__EXERCISE__: An exact copy of the entries below is needed, with every picture left out.

(Saved data entries)
##########

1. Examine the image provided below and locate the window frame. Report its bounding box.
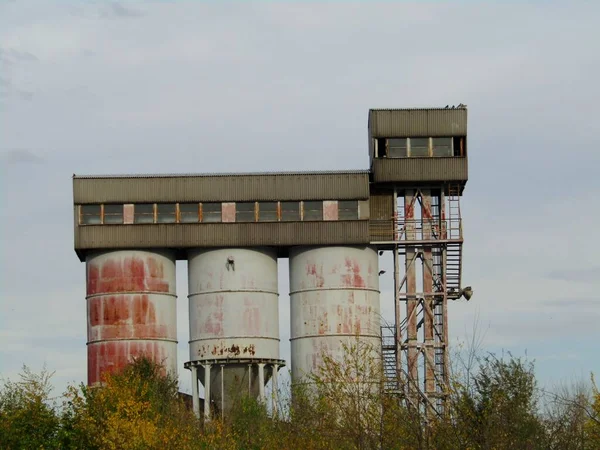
[79,204,103,225]
[302,201,323,221]
[134,203,156,224]
[201,202,222,223]
[338,200,359,221]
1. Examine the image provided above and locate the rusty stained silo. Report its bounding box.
[86,250,177,385]
[289,246,381,384]
[187,248,284,419]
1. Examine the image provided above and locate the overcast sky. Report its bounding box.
[1,1,599,397]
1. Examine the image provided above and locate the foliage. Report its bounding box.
[1,349,600,450]
[0,365,60,450]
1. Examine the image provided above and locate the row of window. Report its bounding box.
[376,137,465,158]
[79,201,360,225]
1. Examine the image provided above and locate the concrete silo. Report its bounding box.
[187,248,284,419]
[289,246,381,384]
[86,250,178,385]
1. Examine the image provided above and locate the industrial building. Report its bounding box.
[72,106,469,418]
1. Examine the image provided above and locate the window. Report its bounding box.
[258,202,278,222]
[410,138,430,157]
[432,138,452,157]
[157,204,176,223]
[80,205,101,225]
[202,203,222,222]
[388,138,408,158]
[303,201,323,221]
[103,204,123,224]
[281,201,300,221]
[338,200,359,220]
[134,204,155,224]
[236,202,256,222]
[179,203,199,223]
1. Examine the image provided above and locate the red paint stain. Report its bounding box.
[342,258,365,288]
[306,262,325,288]
[87,341,172,385]
[88,294,171,341]
[87,256,169,295]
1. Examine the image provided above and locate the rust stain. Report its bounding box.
[87,256,169,295]
[342,257,365,288]
[306,262,324,288]
[88,341,170,385]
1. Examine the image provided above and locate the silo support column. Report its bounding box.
[204,364,211,422]
[191,366,200,418]
[258,363,266,404]
[272,364,279,417]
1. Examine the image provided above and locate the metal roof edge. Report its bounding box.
[73,169,371,180]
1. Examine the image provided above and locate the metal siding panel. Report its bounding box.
[74,173,370,203]
[75,221,370,251]
[369,109,467,137]
[372,158,468,182]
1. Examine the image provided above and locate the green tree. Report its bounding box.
[0,365,61,450]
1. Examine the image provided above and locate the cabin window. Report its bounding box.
[303,201,323,221]
[156,203,177,223]
[258,202,278,222]
[338,200,359,220]
[103,204,123,224]
[409,138,430,157]
[388,138,408,158]
[432,137,453,157]
[202,203,222,222]
[134,204,155,224]
[281,201,300,221]
[179,203,199,223]
[236,202,256,222]
[80,205,102,225]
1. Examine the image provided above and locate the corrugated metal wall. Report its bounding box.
[73,172,370,203]
[372,158,468,183]
[369,109,467,138]
[368,191,394,241]
[74,221,370,253]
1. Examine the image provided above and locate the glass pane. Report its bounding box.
[236,202,255,222]
[338,200,358,220]
[103,204,123,224]
[157,203,176,223]
[179,204,199,223]
[134,204,154,224]
[303,201,323,221]
[258,202,278,222]
[202,203,221,223]
[432,138,452,157]
[410,138,429,157]
[281,201,300,222]
[388,138,407,158]
[80,205,101,225]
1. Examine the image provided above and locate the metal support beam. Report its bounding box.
[258,363,266,404]
[272,364,279,417]
[203,363,211,422]
[191,365,200,418]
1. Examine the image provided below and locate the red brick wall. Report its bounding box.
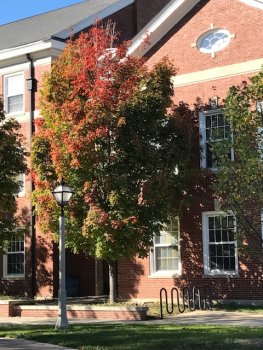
[117,0,263,301]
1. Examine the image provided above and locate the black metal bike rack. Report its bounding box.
[159,285,212,319]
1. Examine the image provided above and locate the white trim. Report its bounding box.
[128,0,201,57]
[239,0,263,10]
[202,211,238,276]
[56,0,134,39]
[172,58,263,87]
[0,62,29,75]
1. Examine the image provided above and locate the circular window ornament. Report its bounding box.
[197,29,231,53]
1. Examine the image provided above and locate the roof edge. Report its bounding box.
[239,0,263,10]
[128,0,201,57]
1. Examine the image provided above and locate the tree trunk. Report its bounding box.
[108,260,117,304]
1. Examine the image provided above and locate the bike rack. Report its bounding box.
[160,285,212,319]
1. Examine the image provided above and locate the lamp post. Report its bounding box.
[52,179,73,330]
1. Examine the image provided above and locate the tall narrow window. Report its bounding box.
[4,235,25,278]
[4,73,24,115]
[202,212,238,275]
[199,111,233,169]
[15,173,25,197]
[150,217,181,276]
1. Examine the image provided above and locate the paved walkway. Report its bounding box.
[0,311,263,349]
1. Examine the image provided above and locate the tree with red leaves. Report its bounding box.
[32,21,202,302]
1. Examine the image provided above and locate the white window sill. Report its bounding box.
[6,112,25,118]
[17,192,25,198]
[202,273,239,278]
[2,276,25,280]
[148,273,182,279]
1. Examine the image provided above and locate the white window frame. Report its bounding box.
[199,110,234,171]
[3,234,25,278]
[202,211,238,276]
[4,72,25,116]
[150,218,181,277]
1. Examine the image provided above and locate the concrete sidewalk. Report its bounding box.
[0,311,263,349]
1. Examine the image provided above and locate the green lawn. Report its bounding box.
[1,324,263,350]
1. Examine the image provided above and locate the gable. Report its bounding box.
[137,0,263,107]
[129,0,263,57]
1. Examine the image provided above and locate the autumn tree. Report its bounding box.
[32,22,203,302]
[212,68,263,258]
[0,97,27,251]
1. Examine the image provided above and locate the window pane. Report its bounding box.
[8,95,23,114]
[209,217,214,229]
[156,247,178,271]
[7,74,23,95]
[209,230,215,242]
[228,229,235,241]
[215,229,221,242]
[7,253,24,274]
[222,229,228,241]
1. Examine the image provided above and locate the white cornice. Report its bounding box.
[55,0,134,39]
[128,0,201,57]
[0,39,65,66]
[239,0,263,10]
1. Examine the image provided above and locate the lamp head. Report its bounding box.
[52,180,73,207]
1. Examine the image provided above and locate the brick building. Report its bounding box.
[1,0,263,302]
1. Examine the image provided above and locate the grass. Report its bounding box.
[214,303,263,313]
[0,324,263,349]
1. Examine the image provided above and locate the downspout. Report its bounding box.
[26,53,36,298]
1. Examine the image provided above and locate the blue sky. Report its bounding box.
[0,0,85,25]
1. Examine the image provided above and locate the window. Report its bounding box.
[3,235,25,278]
[199,111,234,169]
[197,29,231,54]
[4,73,24,115]
[15,173,25,197]
[202,212,238,275]
[150,217,181,276]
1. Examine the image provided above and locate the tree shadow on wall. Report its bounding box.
[117,257,145,300]
[33,234,54,296]
[170,99,263,302]
[0,206,53,297]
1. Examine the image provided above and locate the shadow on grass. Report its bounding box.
[0,324,263,350]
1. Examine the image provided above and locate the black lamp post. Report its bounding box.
[52,178,73,330]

##########

__WRITTEN RESPONSE__:
1. Examine the image provided below and locate the window frame. Report its bounding box.
[79,204,103,225]
[302,201,323,221]
[134,203,156,224]
[201,202,222,223]
[338,200,359,221]
1. Examine the image provided above and locate the rusty stained silo. Report its bounding box.
[86,250,177,385]
[289,246,381,384]
[187,248,284,419]
1. Examine the image provided above and locate the overcast sky. Report its bounding box.
[1,1,599,397]
1. Examine the image provided above and locate the foliage. Report its bounding box.
[1,349,600,450]
[0,365,60,450]
1. Examine the image provided above and locate the row of window. Report its bounding box.
[376,137,465,158]
[79,201,360,225]
1. Examine the image provided above and locate the concrete silo. Report its bounding box.
[187,248,284,419]
[289,246,381,384]
[86,250,178,385]
1. Examine the image provided above and locate the industrial building. Report its bounding box.
[72,106,469,418]
1. Examine the image provided above and locate the window. Report its bounding box.
[258,202,278,222]
[410,138,430,157]
[432,138,452,157]
[157,204,176,223]
[80,205,101,225]
[202,203,222,222]
[388,138,408,158]
[303,201,323,221]
[103,204,123,224]
[281,201,300,221]
[338,200,359,220]
[134,204,155,224]
[236,202,256,222]
[179,203,199,223]
1. Examine the image provided above and locate the red paint stain. Report its bounding box.
[342,258,365,288]
[306,262,325,288]
[87,341,172,385]
[88,294,171,341]
[87,256,169,295]
1. Examine the image provided above and locate the rust stain. Report its bounding box.
[87,256,169,295]
[342,257,365,288]
[306,262,324,288]
[88,341,170,385]
1. Examine the image provided above and locate the silo support column. Report its bounding box.
[204,364,211,422]
[191,366,200,418]
[258,363,266,404]
[272,364,279,417]
1. Examine the image provided above and locate the metal roof edge. Report its bounding box.
[73,169,371,180]
1. Examine the image provided above and locate the metal siding panel. Report its bounding box.
[74,173,370,203]
[75,221,370,251]
[369,109,467,137]
[372,158,468,182]
1. Examine the image provided above and locate the green tree. Report its bounding box.
[0,365,61,450]
1. Examine the image provided above and locate the cabin window. Report its bounding box.
[303,201,323,221]
[156,203,177,223]
[258,202,278,222]
[338,200,359,220]
[103,204,123,224]
[409,138,430,157]
[388,138,408,158]
[432,137,453,157]
[202,203,222,222]
[134,204,155,224]
[281,201,300,221]
[179,203,199,223]
[236,202,256,222]
[80,205,102,225]
1. Examine the image provided above and locate the corrugated metal wall. Report its bounding box.
[73,172,370,203]
[372,158,468,183]
[369,109,467,138]
[368,191,394,241]
[74,221,370,253]
1. Examine the image provided above and locate the glass pane. Report its bounding box.
[236,202,255,222]
[338,200,358,220]
[103,204,123,224]
[157,203,176,223]
[179,204,199,223]
[134,204,154,224]
[303,201,323,221]
[258,202,278,222]
[202,203,221,223]
[432,138,452,157]
[410,138,429,157]
[281,201,300,222]
[388,138,407,158]
[80,205,101,225]
1. Examine the image provided above and locate the metal support beam. Report its bounding box.
[258,363,266,404]
[272,364,279,417]
[203,363,211,422]
[191,365,200,418]
1. Examine the image provided below and locate the red brick wall. Report its bounding box.
[117,0,263,301]
1. Examine the image provided above and locate the black metal bike rack. Report its bounding box.
[159,285,212,319]
1. Examine the image provided above and locate the white trim. Report its bounding box.
[128,0,201,57]
[239,0,263,10]
[202,211,238,276]
[56,0,134,39]
[172,58,263,87]
[0,62,29,75]
1. Examine the image provided above and locate the circular window ornament. Report its bounding box.
[197,29,231,53]
1. Examine the image provided above and locate the roof edge. Report its bounding box.
[239,0,263,10]
[128,0,201,57]
1. Examine the image provided above and locate the tree trunk. Report its bounding box.
[108,260,117,304]
1. Examine the image provided above and locate the bike rack. Report its bounding box.
[160,285,212,319]
1. Examine the image provided above and locate the lamp post. Report its bounding box.
[52,179,73,330]
1. Examine the image provided above and locate the tall narrow window. Report its bounding box.
[4,235,25,278]
[4,73,24,115]
[202,212,238,275]
[199,111,233,169]
[15,173,25,197]
[150,217,181,276]
1. Examine the image provided above and locate the paved walkway. Report its bounding box.
[0,311,263,349]
1. Examine the image provided above and locate the tree with red leaves. Report its bounding box.
[32,21,202,302]
1. Examine the image provided above and locate the white window sill. Report its bounding box.
[6,112,25,118]
[17,192,25,198]
[202,273,239,278]
[2,276,25,280]
[148,273,182,279]
1. Examine the image provided above and locate the white window frame. Report its bounding box.
[199,110,234,171]
[3,234,25,278]
[202,211,238,276]
[4,72,25,116]
[150,218,181,277]
1. Examine the image provided above and locate the concrete sidewalk. Report its bounding box.
[0,311,263,349]
1. Examine the image provided above and locate the green lawn. Report its bounding box.
[1,324,263,350]
1. Examine the image provided above and locate the gable. Report its bounding box.
[137,0,263,107]
[129,0,263,57]
1. Examine the image provided above and locate the autumn tree. Report its bounding box.
[32,22,203,302]
[212,68,263,258]
[0,97,27,251]
1. Examine the image provided above and locate the window pane. Report its bounding box.
[8,95,23,114]
[209,217,214,229]
[156,247,178,271]
[7,74,23,95]
[209,230,215,242]
[228,229,235,241]
[215,229,221,242]
[7,253,24,274]
[222,229,228,241]
1. Examine the image provided above and locate the white cornice. Report its bounding box.
[55,0,134,39]
[128,0,201,57]
[0,39,65,66]
[239,0,263,10]
1. Examine the image provided above and locate the lamp head. Report its bounding box.
[52,180,73,207]
1. Examine the image provided above and locate the brick building. Report its bounding box.
[1,0,263,302]
1. Examine the image provided above and locate the grass. Report its bounding box.
[214,303,263,313]
[0,324,263,349]
1. Examine the image provided above and locate the downspout. Report its bounding box.
[26,53,36,298]
1. Examine the image provided above and locate the blue sky. Report its bounding box.
[0,0,85,25]
1. Examine the image provided above and locate the window. Report its bounding box.
[3,235,25,278]
[199,111,234,169]
[197,29,231,54]
[4,73,24,115]
[15,173,25,197]
[202,212,238,275]
[150,217,181,276]
1. Examine the image provided above and locate the tree shadow on wall. Report its bounding box.
[117,257,145,300]
[33,234,54,296]
[170,99,263,302]
[0,206,53,297]
1. Examine the image provided above and locate the shadow on grass. Report its bounding box.
[0,324,263,350]
1. Examine the image provided above and locate the black lamp post. Report its bounding box.
[52,178,73,330]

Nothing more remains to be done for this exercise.